- **Exercise**:
Can you write out the entries again with "coarse mask" substituted for every "rough mask", leaving everything else unchanged and the pictures out?
==== Dataset excerpts ====
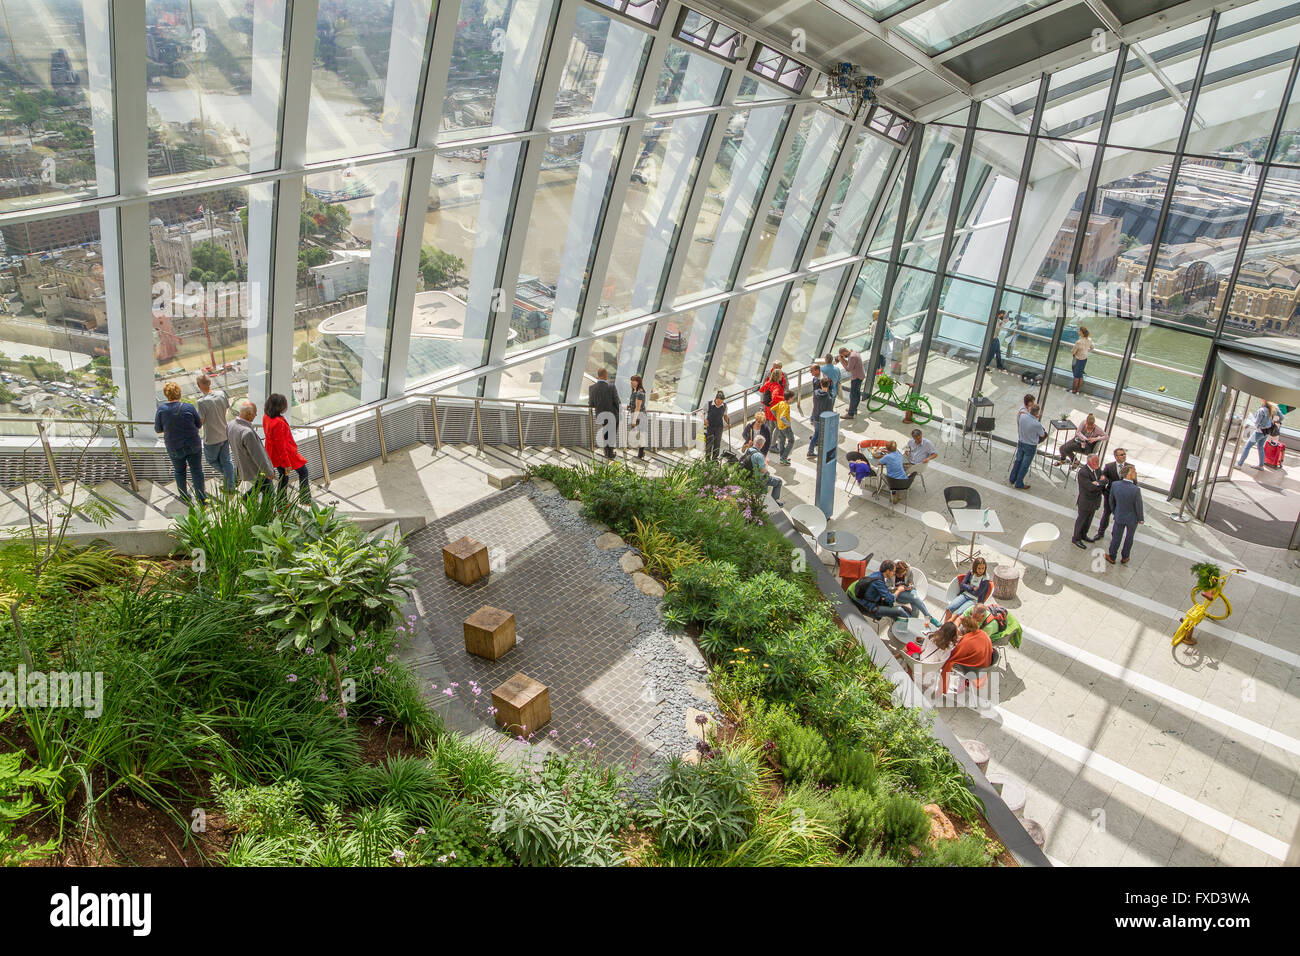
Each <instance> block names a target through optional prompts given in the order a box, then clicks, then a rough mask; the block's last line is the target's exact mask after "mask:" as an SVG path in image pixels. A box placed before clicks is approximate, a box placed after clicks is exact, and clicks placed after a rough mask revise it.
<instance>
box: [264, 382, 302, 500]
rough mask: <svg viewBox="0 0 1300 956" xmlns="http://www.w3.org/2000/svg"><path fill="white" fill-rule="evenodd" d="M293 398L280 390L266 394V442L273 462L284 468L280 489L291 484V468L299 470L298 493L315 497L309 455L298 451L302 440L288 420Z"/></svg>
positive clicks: (266, 443) (279, 480)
====
- **Answer box**:
Each <instance> block names a target through optional prompts given in the order a box, then clicks, then a coarse mask; the block's last line is the target's exact mask after "mask:" as an SVG path in image pixels. A box placed before clicks is approximate, a box placed after clicks is exact, and clicks placed after a coarse mask revise it.
<instance>
box: [264, 382, 302, 500]
coarse mask: <svg viewBox="0 0 1300 956" xmlns="http://www.w3.org/2000/svg"><path fill="white" fill-rule="evenodd" d="M293 398L280 390L266 394V442L273 462L284 468L280 489L291 484V468L299 470L298 493L315 497L309 455L298 451L302 440L288 420Z"/></svg>
positive clicks: (266, 443) (279, 480)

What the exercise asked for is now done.